(Records from a data source)
------------

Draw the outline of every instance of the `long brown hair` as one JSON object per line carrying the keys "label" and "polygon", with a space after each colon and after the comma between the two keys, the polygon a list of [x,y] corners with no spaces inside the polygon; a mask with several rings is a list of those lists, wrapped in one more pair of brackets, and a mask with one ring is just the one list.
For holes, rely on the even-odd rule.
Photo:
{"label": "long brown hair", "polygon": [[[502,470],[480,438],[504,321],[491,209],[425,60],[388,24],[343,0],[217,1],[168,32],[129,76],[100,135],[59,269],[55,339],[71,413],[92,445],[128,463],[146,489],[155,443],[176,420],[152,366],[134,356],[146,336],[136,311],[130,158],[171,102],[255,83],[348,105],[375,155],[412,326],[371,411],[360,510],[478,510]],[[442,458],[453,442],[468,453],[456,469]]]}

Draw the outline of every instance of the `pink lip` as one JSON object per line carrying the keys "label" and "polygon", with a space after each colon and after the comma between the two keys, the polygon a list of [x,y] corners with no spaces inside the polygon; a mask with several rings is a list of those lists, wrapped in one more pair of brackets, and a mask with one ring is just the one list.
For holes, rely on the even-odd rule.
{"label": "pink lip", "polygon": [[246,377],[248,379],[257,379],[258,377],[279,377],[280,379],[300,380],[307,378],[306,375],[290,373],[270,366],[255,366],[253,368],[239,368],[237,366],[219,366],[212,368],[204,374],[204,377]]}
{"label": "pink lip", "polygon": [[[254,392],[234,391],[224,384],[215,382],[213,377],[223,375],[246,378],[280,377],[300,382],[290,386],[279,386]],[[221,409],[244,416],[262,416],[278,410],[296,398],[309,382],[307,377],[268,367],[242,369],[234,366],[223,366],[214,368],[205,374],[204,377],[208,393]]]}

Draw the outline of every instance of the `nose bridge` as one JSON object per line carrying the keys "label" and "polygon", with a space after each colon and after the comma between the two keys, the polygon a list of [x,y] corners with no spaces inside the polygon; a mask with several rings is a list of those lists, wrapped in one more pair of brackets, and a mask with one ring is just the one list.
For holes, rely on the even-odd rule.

------------

_WHAT YOU HAVE TO DO_
Extract all of the data above without altering anything.

_SOLVED EXERCISE_
Draw the outline of every instance of the `long brown hair` as one JSON object per line carrying the keys "label" and "polygon", with a space after each colon and after the comma between the two keys, the polygon a list of [x,y] corners with no spaces inside the polygon; a mask with several rings is a list of those lists, wrapped in one more pair of brackets, and a mask with one ring is just the one list.
For holes, rely on the even-odd rule.
Photo:
{"label": "long brown hair", "polygon": [[[502,470],[480,438],[504,321],[491,209],[425,60],[388,24],[343,0],[217,1],[168,32],[129,76],[100,135],[59,269],[55,339],[71,413],[92,445],[128,463],[146,489],[155,443],[176,420],[152,366],[134,356],[146,336],[136,311],[130,158],[171,102],[255,83],[348,105],[375,155],[412,326],[371,411],[360,510],[478,510]],[[442,458],[453,442],[468,453],[456,469]]]}

Draw the outline of every instance of the `pink lip` as one JSON object per line carrying the keys "label" and "polygon", with a space after each colon and after the comma between the two keys, the polygon a list of [x,y] corners with no spaces inside the polygon; a mask with several rings is a list of those lists, wrapped in one more pair of brackets, and a mask with one ring is just the one list.
For holes, rely on the even-odd rule.
{"label": "pink lip", "polygon": [[246,377],[248,379],[257,379],[258,377],[279,377],[280,379],[300,380],[307,378],[306,375],[290,373],[270,366],[255,366],[253,368],[239,368],[237,366],[219,366],[212,368],[204,374],[204,377]]}
{"label": "pink lip", "polygon": [[[254,392],[234,391],[224,384],[215,382],[213,377],[223,375],[246,378],[280,377],[300,382],[290,386],[279,386]],[[221,409],[244,416],[262,416],[278,410],[296,398],[309,382],[307,377],[268,367],[242,369],[234,366],[223,366],[214,368],[205,374],[204,377],[208,393]]]}

Draw the outline of every instance of the `nose bridge` as one JSON object per line carrying the keys "label" and "polygon", with a space after each colon and after the comma between the two keys, the polygon a list of [x,y] corners with no spaces inside the polygon; a mask with several rings is a list of those lists, wrapped in one more pair of brackets, and a mask with one ring is just the one list.
For holes, rely on the even-odd rule.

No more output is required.